◆ ВЫБРАННЫЙ ФРАГМЕНТ:
════

- 1472 Просмотра
- Обсудить
Сознание всегда есть "сознание-о": "Отношение к предметности — наихарактернейшая черта сознания, определяющая специфическое отличие духовных, психических феноменов как элементов сознания. В восприятии всегда нечто воспринимают, в суждении о чем-то судят, при ненависти — нечто ненавидят". Самой важной особенностью интенциональности сознания является то, что гуссерлевский подход порывает с традицией понимания сознания как образного представления предметов. Концепция образного представления предметов заставляет нас мыслить истину как совпадение или соответствие образа и предмета. Для того, чтобы установить такое соответствие мы должны иметь в одной руке предмет, а в другой образ и посмотреть на них со стороны. Но это невозможно. Кроме того образная теория навязывает нам допущение о реальном существовании предметов до каких-либо исследований на этот счет. Учение об интенциональности позволяет отделаться от всех затруднений теории соответствия, вызванных удвоением объекта на образный и реальный. При феноменологическом подходе мир образов исчезает и остается только один мир интенциональных объектов. Г. в своей теории интенциональности совершенно порывает с традиционным представлением о сознании как о чем-то "внутреннем", соотносимым с внешней реальностью. Сознание всегда направлено на предмет, всегда есть сознание о чем-то, а не замкнутая в себе субъективность. Субъект и объект, таким образом, оказываются неразрывно связанными друг с другом, коррелятивны, они не существуют друг без друга. Непредметное сознание невозможно. Но, с другой стороны, не существует и не зависимых от сознания предметов. Сознание есть о-сознание, переживание предмета, а предмет есть то, что обнаруживается лишь в акте сознания, высвечивающем, конституирующем его бытие. Интенциональность утверждает неразрывность мира и сознания, при которой открывается возможность познания мира путем проникновения в смысл, значение, которые выражают собой все богатство оттенков действительности и которые всегда уже присутствуют до акта познания.
И одновременно интенциональность показывает несводимость друг к другу мира и сознания. Мир сохраняет свою значимость только как феномен сознания, но и само сознание не есть чистое мышление, мыслящее само себя, а есть мышление о мире. Сознание не может быть "мышлением мышления", замкнутым, оторванным от жизни мира, сознание — всегда сознание-о чем-то, отличном от самого себя. Сознание всегда находится вне себя, в мире, поэтому не может быть никакой субъект-объектной познавательной ситуации, так как мир существует для нас постольку, поскольку он является в сознании, а сознание — постольку, поскольку оно есть сознание об этом мире. Г. критикует расхожее понимание интенциональности и разрабатывает структуру интенционального акта.

════

◆ ИСХОДНЫЙ МАТЕРИАЛ:
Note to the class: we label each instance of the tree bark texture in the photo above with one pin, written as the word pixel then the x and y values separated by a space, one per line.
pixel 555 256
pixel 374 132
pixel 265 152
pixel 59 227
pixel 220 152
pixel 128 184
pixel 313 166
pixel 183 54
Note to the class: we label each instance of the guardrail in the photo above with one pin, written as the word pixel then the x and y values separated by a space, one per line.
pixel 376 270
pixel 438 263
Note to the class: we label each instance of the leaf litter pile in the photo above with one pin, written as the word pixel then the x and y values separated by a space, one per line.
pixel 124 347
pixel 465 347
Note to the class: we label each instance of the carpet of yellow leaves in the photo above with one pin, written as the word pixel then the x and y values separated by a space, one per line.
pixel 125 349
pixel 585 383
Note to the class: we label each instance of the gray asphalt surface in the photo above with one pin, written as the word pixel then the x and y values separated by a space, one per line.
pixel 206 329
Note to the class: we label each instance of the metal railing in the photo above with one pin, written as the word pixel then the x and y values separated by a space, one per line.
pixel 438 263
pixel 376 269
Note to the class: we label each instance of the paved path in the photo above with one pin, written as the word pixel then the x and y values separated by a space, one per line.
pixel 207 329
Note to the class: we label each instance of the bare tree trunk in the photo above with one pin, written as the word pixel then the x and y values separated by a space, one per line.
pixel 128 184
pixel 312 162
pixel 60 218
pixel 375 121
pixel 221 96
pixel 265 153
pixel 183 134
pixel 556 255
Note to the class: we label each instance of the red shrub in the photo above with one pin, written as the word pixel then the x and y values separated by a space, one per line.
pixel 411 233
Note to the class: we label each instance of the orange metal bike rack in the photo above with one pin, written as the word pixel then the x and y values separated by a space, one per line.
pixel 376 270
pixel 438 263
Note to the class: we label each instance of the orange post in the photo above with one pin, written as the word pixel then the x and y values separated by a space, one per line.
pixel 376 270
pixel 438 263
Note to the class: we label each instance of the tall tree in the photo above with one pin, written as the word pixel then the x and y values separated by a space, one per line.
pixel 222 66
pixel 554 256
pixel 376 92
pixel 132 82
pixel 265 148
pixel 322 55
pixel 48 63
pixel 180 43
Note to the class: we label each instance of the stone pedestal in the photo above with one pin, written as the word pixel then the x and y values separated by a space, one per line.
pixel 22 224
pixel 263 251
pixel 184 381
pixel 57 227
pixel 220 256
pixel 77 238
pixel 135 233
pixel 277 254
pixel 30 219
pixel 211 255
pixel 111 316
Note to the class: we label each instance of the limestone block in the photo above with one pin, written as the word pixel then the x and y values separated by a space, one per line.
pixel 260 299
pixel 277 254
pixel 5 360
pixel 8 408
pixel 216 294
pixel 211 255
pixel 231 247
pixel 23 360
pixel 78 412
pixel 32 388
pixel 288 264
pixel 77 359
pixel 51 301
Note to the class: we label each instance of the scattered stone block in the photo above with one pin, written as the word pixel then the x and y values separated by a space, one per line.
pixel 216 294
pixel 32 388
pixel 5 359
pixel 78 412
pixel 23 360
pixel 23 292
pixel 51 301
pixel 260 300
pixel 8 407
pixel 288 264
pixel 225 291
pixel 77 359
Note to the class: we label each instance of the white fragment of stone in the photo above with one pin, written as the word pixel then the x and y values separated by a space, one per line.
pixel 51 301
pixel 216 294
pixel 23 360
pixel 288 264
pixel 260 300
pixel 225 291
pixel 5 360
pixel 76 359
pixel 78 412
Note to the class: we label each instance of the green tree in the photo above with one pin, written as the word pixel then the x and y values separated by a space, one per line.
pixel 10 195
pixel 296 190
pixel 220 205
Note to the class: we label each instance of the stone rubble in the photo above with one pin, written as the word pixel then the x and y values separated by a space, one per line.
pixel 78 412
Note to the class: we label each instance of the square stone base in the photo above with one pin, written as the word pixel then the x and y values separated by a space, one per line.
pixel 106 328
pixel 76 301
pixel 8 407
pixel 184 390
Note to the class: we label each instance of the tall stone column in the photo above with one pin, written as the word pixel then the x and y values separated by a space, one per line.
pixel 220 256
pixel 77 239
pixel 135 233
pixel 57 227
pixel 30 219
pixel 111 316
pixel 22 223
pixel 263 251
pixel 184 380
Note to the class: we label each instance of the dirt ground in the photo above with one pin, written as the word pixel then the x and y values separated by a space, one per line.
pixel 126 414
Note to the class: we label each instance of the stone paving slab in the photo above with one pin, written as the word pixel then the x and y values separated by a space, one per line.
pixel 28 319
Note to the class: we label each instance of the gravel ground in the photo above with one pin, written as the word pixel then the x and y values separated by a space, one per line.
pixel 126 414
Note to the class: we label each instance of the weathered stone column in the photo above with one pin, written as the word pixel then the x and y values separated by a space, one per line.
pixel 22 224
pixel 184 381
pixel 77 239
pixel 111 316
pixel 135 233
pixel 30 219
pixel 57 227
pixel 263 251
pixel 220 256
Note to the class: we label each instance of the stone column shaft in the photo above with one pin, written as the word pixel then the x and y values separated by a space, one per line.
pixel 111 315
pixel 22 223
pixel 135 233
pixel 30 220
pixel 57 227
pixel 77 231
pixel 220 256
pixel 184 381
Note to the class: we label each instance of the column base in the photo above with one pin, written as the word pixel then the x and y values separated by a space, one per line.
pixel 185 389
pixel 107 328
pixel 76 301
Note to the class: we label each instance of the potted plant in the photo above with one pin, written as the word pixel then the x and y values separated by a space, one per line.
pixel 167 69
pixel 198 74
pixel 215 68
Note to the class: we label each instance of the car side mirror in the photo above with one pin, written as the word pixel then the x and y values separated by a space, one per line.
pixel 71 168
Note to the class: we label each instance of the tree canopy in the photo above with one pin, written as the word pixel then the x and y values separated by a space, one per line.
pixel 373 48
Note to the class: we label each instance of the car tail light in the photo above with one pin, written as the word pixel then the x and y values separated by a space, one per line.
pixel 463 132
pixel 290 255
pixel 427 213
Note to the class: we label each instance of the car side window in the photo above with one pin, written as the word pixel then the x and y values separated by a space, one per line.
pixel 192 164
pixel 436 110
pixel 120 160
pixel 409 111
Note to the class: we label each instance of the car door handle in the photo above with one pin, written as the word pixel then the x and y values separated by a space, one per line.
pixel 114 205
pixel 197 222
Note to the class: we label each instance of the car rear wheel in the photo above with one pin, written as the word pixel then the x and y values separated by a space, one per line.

════

◆ УСЛОВИЕ ЗАДАНИЯ 1:
Назовите все психические акты, которые в цитате в начале фрагмента об интенциональности сознания служат примерами отношения к предмету.
◆ УСЛОВИЕ ЗАДАНИЯ 2:
Дословно перепишите из фрагмента об интенциональности сознания всё, начиная со слов «И одновременно интенциональность» и до слов «структуру интенционального акта.».
Записи получены из другого источника, не связанного с фрагментом.

◆ ОБРАЗЕЦ РЕШЕНИЯ 1:
Восприятие, суждение, ненависть.

◆ ОБРАЗЕЦ РЕШЕНИЯ 2:
И одновременно интенциональность показывает несводимость друг к другу мира и сознания. Мир сохраняет свою значимость только как феномен сознания, но и само сознание не есть чистое мышление, мыслящее само себя, а есть мышление о мире. Сознание не может быть "мышлением мышления", замкнутым, оторванным от жизни мира, сознание — всегда сознание-о чем-то, отличном от самого себя. Сознание всегда находится вне себя, в мире, поэтому не может быть никакой субъект-объектной познавательной ситуации, так как мир существует для нас постольку, поскольку он является в сознании, а сознание — постольку, поскольку оно есть сознание об этом мире. Г. критикует расхожее понимание интенциональности и разрабатывает структуру интенционального акта.